--- Start Material to process ---

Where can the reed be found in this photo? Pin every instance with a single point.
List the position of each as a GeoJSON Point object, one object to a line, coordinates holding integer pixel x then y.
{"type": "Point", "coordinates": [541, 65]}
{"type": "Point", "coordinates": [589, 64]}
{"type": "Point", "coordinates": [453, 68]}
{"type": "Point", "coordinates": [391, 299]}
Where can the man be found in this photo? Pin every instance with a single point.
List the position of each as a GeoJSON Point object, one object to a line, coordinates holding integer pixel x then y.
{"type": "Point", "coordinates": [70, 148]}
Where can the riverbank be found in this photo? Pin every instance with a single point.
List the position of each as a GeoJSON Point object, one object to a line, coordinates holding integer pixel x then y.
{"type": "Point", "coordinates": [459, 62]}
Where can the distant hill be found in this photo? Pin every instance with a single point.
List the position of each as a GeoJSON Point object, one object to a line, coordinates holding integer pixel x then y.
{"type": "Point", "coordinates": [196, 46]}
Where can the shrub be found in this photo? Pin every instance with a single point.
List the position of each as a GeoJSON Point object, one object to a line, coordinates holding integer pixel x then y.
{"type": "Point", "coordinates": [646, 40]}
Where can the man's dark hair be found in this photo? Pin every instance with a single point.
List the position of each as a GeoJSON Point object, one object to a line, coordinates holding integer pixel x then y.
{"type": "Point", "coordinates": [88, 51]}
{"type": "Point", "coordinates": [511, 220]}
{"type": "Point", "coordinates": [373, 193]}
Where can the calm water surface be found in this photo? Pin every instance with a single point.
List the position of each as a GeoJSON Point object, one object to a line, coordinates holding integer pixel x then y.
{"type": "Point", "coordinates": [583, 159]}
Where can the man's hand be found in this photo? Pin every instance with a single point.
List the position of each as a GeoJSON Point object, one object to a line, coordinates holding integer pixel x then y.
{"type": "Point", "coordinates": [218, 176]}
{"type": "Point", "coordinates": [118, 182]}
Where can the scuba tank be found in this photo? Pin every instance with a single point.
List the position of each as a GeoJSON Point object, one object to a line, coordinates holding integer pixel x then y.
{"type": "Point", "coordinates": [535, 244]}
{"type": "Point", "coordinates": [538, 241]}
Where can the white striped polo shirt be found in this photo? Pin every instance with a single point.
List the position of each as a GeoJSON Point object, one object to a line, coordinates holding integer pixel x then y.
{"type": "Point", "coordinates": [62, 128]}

--- End Material to process ---

• Short problem: Rewrite the lines of the listing above as a numbered list, omitting any blank lines.

• Written solution:
1. Where can the reed be found in this photo? Pin every instance with a single point.
2. List the position of each as a GeoJSON Point object, one object to a line, coordinates holding integer pixel x then y.
3. {"type": "Point", "coordinates": [541, 65]}
4. {"type": "Point", "coordinates": [589, 64]}
5. {"type": "Point", "coordinates": [453, 68]}
6. {"type": "Point", "coordinates": [391, 299]}
7. Where can the man be found in this photo? Pin every instance with a single point.
8. List the position of each as a GeoJSON Point object, one object to a line, coordinates holding integer pixel x then y.
9. {"type": "Point", "coordinates": [70, 148]}
10. Where can the riverbank be found in this photo? Pin every instance with a single point.
11. List the position of each as a GeoJSON Point object, one object to a line, coordinates holding integer pixel x then y.
12. {"type": "Point", "coordinates": [459, 62]}
13. Where can the distant hill be found in this photo? Pin every instance with a single point.
14. List the position of each as a GeoJSON Point object, one object to a line, coordinates holding integer pixel x then y.
15. {"type": "Point", "coordinates": [196, 46]}
16. Where can the shrub be found in this photo? Pin every instance with a single point.
17. List the position of each as a GeoJSON Point object, one object to a line, coordinates holding integer pixel x then y.
18. {"type": "Point", "coordinates": [646, 40]}
19. Where can the man's dark hair be found in this photo? Pin every instance with a single point.
20. List the position of each as a GeoJSON Point object, one object to a line, coordinates holding integer pixel x then y.
21. {"type": "Point", "coordinates": [88, 51]}
22. {"type": "Point", "coordinates": [511, 220]}
23. {"type": "Point", "coordinates": [373, 193]}
24. Where can the calm water surface be found in this photo? Pin every instance with a single point.
25. List the position of each as a GeoJSON Point object, one object to a line, coordinates holding integer pixel x then y.
26. {"type": "Point", "coordinates": [583, 159]}
27. Where can the man's hand be found in this photo? Pin every instance with a single point.
28. List the position of each as a GeoJSON Point object, one object to a line, coordinates holding integer pixel x then y.
29. {"type": "Point", "coordinates": [218, 176]}
30. {"type": "Point", "coordinates": [118, 182]}
31. Where can the scuba tank be found in this photo? Pin every instance with a single point.
32. List the position of each as a GeoJSON Point object, one object to a line, coordinates holding integer pixel x then y.
33. {"type": "Point", "coordinates": [535, 244]}
34. {"type": "Point", "coordinates": [538, 241]}
35. Where can the white striped polo shirt be found in this photo? Pin every instance with a single point.
36. List the position of each as a GeoJSON Point object, one object to a line, coordinates holding integer pixel x then y.
37. {"type": "Point", "coordinates": [62, 128]}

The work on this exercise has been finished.